--- begin Material ---

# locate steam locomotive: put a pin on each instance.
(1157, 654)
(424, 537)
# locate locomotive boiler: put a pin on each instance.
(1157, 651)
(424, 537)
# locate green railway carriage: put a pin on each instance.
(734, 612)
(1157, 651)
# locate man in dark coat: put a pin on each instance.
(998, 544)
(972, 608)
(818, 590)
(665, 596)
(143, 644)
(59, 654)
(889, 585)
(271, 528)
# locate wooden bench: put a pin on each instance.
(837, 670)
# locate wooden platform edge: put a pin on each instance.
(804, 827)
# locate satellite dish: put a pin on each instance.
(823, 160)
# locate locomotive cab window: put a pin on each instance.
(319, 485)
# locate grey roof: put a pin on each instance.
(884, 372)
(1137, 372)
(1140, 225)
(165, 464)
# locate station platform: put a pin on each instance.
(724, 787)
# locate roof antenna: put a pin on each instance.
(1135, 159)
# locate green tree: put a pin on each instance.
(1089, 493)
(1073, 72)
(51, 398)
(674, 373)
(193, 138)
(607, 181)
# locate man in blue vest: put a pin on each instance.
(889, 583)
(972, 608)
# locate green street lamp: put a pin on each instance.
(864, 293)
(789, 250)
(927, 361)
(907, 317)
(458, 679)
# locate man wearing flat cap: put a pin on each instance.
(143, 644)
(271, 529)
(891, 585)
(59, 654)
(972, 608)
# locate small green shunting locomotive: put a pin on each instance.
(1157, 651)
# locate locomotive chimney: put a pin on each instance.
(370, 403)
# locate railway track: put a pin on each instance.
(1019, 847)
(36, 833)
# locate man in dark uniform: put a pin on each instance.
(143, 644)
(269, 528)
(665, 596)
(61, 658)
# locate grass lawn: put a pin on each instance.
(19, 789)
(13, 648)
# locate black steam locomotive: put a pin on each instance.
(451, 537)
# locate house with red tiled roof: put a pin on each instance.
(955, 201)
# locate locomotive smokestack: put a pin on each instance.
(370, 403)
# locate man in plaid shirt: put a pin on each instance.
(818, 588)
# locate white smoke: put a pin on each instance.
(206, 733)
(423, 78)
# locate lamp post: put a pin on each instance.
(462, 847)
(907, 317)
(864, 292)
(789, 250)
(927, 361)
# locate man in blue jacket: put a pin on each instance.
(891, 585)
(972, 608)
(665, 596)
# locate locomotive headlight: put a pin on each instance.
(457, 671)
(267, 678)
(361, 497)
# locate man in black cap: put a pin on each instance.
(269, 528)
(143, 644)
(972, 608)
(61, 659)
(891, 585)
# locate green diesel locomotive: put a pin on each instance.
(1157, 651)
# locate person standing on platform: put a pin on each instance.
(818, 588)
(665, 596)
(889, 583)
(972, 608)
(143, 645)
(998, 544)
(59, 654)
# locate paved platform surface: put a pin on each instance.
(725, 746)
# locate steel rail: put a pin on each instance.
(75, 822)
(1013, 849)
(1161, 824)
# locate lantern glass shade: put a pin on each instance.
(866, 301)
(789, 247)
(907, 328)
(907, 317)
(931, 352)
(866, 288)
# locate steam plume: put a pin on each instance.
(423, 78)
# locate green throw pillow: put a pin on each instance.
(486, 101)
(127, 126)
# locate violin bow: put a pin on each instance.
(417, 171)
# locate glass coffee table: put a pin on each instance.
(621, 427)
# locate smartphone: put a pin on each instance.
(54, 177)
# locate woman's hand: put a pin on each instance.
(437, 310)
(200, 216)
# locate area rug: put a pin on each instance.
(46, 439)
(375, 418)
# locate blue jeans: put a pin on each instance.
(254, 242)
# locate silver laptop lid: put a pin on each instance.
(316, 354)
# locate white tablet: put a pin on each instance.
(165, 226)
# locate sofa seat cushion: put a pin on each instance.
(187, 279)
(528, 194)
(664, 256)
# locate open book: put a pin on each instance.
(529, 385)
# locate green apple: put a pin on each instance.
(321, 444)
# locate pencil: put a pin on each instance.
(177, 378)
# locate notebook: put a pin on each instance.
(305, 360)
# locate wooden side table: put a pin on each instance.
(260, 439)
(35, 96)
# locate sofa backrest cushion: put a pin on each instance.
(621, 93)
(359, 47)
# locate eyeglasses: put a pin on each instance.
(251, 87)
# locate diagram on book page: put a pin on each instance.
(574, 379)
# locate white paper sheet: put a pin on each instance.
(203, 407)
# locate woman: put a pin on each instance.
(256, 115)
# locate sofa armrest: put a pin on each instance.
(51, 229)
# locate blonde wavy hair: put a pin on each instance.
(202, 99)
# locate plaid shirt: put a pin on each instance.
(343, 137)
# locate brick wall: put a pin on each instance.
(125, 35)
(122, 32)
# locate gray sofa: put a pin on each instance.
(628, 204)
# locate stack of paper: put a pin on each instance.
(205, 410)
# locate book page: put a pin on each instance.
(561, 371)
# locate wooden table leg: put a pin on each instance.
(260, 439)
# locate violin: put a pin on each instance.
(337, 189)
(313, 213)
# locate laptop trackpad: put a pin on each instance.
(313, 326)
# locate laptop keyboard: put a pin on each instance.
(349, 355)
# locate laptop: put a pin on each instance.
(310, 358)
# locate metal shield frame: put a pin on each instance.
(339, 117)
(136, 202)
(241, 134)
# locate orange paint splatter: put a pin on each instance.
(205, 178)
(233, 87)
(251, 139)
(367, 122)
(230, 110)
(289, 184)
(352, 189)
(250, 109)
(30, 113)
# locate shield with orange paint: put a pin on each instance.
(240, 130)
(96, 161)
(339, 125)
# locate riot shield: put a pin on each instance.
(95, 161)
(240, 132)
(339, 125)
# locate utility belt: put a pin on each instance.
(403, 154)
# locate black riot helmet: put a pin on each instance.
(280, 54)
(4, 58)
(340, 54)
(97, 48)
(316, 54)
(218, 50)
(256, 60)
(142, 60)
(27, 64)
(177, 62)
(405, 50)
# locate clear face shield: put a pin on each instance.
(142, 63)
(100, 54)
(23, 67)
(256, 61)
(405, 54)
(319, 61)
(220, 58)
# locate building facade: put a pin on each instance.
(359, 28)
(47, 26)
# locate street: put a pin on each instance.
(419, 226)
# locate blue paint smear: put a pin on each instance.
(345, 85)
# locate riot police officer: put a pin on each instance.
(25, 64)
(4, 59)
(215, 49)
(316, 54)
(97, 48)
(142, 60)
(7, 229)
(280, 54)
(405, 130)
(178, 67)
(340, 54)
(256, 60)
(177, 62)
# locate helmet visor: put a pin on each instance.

--- end Material ---

Exercise objective.
Edit the lines starting at the one containing "# locate locomotive smokestack: put" and ending at the one containing "(1161, 824)", swapping every "locomotive" for "engine" and keeping all else identical.

Correct answer.
# locate engine smokestack: put a pin on each instance.
(370, 403)
# locate man in plaid shirt: put a pin on each instance.
(818, 588)
# locate white smoke: put a pin on each instance.
(206, 733)
(423, 78)
# locate lamp post: put a pin on each instance.
(462, 847)
(907, 317)
(864, 292)
(789, 250)
(927, 361)
# locate man in blue jacket: put a pin on each instance.
(891, 585)
(972, 608)
(665, 596)
# locate engine headlight: put a pin on each instance.
(457, 671)
(267, 678)
(361, 497)
# locate man in black cap: put a pin on each instance.
(269, 528)
(143, 644)
(972, 608)
(61, 659)
(891, 585)
# locate green diesel engine: put a pin on each instance.
(1157, 651)
# locate person standing on platform: put a pin on each instance.
(818, 588)
(665, 596)
(889, 583)
(972, 608)
(143, 645)
(998, 544)
(59, 654)
# locate paved platform surface: put a pin on each instance.
(725, 746)
# locate steel rail: put a pin on each instance.
(75, 822)
(1013, 849)
(1161, 824)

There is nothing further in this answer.